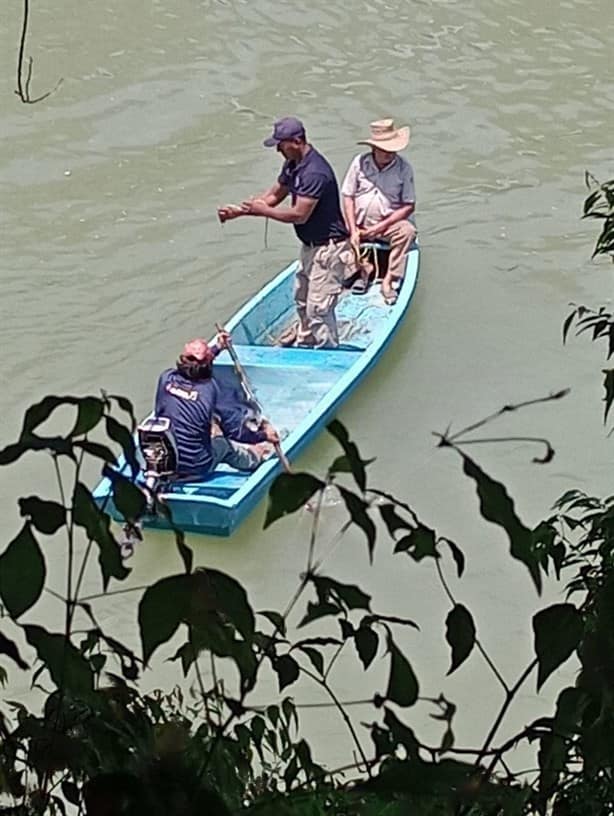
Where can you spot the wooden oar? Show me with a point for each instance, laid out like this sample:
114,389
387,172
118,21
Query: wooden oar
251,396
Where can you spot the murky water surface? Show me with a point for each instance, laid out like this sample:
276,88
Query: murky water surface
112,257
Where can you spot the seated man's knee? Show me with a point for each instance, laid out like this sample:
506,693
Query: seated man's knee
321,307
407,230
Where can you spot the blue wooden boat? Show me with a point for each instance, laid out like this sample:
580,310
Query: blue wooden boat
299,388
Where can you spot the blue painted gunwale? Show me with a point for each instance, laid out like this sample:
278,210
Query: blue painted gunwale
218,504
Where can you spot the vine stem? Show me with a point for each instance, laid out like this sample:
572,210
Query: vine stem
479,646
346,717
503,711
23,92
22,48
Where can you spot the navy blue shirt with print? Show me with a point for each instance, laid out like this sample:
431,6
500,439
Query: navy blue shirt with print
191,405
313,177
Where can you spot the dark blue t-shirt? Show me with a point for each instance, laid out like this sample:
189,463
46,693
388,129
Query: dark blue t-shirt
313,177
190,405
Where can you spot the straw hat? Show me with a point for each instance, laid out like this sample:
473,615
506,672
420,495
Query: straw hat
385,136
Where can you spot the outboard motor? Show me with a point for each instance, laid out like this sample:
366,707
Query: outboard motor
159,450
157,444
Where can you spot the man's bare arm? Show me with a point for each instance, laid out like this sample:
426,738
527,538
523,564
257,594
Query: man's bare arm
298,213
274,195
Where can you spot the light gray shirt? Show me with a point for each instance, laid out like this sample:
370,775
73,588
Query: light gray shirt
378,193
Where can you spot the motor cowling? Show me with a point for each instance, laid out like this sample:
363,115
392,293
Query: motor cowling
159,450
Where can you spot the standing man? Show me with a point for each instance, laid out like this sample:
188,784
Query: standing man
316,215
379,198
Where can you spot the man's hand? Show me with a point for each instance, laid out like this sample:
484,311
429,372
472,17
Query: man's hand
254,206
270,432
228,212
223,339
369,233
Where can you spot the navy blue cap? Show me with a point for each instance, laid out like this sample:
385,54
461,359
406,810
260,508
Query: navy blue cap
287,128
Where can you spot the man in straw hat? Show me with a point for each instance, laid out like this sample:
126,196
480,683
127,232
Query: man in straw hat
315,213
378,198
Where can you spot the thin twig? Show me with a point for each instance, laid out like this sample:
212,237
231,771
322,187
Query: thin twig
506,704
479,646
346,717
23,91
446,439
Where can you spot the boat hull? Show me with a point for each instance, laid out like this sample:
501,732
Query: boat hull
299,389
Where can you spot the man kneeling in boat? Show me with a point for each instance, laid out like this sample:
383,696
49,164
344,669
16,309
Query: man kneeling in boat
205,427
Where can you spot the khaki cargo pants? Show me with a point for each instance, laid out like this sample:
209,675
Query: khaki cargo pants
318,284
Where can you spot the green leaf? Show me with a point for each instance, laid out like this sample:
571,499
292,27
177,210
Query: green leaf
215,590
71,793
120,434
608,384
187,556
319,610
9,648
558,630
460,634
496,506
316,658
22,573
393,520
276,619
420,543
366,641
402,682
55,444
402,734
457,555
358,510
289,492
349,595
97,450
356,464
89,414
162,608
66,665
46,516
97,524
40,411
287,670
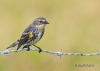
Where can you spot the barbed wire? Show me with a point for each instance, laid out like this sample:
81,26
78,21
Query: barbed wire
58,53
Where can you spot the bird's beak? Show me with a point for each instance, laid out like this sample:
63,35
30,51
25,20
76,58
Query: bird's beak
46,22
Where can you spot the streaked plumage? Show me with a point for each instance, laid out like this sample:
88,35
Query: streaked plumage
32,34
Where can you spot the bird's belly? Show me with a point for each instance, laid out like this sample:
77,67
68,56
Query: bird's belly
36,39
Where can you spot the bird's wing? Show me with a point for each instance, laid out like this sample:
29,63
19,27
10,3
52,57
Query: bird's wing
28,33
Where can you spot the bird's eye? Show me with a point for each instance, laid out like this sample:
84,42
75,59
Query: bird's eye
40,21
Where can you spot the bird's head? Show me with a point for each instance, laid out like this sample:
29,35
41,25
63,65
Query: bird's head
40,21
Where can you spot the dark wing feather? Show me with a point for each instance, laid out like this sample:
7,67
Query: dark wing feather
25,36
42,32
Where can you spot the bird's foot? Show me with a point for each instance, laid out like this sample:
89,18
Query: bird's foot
● ● ●
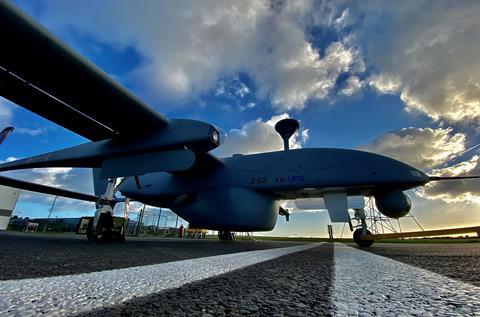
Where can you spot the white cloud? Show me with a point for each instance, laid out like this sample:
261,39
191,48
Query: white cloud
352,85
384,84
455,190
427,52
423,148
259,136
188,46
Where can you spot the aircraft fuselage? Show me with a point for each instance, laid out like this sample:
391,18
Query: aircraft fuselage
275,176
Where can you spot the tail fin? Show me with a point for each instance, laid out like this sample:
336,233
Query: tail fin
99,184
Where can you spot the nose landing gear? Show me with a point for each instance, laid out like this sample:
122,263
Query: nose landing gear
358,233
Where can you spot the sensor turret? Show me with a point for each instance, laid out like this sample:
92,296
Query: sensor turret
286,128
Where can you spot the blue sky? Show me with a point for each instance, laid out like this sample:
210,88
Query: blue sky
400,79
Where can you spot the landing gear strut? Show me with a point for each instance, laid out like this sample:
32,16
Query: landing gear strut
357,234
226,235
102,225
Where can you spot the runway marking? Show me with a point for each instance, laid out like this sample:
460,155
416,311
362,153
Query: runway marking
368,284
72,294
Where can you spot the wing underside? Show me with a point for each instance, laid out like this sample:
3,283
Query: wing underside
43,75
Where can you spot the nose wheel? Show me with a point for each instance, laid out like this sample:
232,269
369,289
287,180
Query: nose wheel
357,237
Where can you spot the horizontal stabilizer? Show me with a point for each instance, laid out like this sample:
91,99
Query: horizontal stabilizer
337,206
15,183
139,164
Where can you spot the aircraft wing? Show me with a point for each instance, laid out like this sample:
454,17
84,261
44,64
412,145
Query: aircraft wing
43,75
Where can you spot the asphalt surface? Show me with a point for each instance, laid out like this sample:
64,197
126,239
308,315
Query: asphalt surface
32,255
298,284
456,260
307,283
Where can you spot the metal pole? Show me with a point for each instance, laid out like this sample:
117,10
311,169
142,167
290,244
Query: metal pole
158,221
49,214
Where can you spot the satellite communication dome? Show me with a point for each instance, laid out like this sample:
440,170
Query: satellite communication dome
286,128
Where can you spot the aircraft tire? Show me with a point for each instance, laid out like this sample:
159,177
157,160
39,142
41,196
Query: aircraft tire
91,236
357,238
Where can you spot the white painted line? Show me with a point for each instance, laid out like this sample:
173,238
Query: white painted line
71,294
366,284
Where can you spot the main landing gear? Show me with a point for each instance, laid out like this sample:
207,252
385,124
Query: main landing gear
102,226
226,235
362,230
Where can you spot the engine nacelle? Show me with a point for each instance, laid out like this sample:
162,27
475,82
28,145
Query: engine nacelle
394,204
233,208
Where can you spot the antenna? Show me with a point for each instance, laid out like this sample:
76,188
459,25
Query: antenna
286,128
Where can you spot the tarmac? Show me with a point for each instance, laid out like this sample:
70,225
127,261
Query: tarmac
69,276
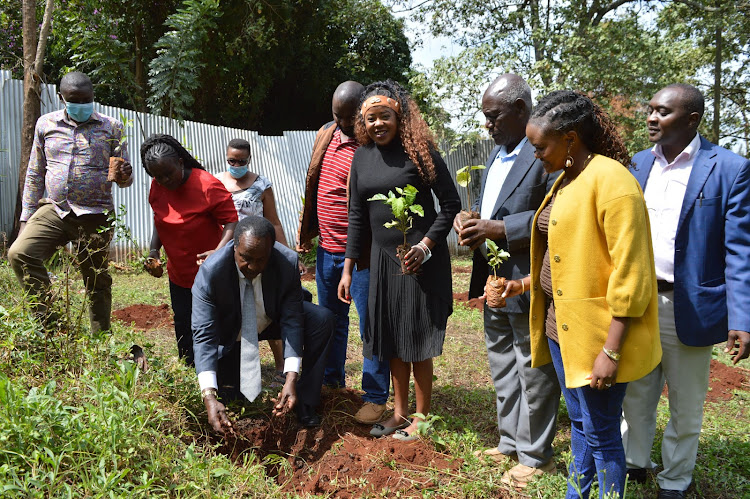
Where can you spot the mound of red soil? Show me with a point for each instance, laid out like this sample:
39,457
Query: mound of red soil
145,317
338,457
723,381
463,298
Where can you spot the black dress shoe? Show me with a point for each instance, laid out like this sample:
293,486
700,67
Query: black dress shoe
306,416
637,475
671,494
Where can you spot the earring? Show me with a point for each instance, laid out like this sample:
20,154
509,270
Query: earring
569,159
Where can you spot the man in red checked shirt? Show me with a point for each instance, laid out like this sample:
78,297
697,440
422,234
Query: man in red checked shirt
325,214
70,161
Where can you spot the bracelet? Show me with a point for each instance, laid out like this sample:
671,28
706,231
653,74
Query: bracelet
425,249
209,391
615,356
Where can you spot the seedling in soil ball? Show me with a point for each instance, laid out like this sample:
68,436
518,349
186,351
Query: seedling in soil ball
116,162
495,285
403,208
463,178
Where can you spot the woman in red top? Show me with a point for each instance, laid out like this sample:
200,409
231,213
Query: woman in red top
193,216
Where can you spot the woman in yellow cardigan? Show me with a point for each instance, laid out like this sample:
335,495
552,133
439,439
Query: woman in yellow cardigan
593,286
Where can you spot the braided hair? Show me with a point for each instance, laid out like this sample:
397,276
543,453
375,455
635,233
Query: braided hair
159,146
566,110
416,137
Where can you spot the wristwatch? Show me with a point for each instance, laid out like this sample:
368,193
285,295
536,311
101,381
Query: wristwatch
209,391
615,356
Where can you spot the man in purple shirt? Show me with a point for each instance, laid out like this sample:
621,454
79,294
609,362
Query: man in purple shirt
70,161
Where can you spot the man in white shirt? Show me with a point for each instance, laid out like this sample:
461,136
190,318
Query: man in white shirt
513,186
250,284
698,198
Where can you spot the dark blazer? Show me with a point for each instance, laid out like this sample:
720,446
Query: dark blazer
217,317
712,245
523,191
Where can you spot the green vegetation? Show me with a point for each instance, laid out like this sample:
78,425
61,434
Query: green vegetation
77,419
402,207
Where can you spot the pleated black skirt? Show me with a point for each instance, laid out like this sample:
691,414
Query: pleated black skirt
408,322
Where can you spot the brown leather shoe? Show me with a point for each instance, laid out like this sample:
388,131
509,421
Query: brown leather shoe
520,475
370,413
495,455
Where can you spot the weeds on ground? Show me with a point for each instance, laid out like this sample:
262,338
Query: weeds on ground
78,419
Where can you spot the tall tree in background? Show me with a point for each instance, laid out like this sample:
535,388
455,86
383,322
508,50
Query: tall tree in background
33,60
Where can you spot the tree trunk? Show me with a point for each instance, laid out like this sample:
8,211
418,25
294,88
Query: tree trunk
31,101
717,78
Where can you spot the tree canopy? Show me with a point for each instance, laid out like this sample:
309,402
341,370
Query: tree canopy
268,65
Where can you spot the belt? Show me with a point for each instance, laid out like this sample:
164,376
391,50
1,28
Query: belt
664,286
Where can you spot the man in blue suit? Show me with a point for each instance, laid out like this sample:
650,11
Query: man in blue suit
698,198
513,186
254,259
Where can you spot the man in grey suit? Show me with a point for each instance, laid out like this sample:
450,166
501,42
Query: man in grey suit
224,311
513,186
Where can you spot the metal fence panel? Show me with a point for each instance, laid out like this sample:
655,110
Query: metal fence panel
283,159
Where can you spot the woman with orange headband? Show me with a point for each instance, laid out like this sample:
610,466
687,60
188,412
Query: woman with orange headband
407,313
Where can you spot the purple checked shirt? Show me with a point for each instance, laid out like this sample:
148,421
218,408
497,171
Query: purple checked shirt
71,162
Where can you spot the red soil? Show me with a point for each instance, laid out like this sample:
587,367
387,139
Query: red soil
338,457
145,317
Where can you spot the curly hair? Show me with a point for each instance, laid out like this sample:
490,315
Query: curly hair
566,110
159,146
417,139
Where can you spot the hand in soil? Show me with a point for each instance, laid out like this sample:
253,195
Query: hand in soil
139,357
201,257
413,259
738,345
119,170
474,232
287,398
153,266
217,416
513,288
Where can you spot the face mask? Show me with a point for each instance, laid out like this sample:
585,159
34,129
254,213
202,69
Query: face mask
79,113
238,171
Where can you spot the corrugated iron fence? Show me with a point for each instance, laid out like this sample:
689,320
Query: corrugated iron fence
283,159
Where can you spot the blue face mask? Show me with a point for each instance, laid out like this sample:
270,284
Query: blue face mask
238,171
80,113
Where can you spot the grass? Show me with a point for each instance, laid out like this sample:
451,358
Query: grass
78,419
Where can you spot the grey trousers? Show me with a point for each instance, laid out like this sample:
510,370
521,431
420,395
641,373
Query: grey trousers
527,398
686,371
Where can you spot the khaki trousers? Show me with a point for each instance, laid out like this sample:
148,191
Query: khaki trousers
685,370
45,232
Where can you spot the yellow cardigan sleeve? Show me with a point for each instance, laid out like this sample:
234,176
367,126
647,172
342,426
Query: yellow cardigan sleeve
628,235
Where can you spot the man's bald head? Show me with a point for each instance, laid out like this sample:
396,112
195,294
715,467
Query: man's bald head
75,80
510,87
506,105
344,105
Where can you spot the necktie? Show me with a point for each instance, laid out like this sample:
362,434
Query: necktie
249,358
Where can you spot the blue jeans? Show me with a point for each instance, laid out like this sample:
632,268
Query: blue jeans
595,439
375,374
● ● ●
## Work to do
Find each line in the records above that contains the word "light" and copy those lines in full.

## Worked answer
Where can you spot the light gray shirt? Show me with a point for each instance, laid out like this sample:
Query: light gray shirt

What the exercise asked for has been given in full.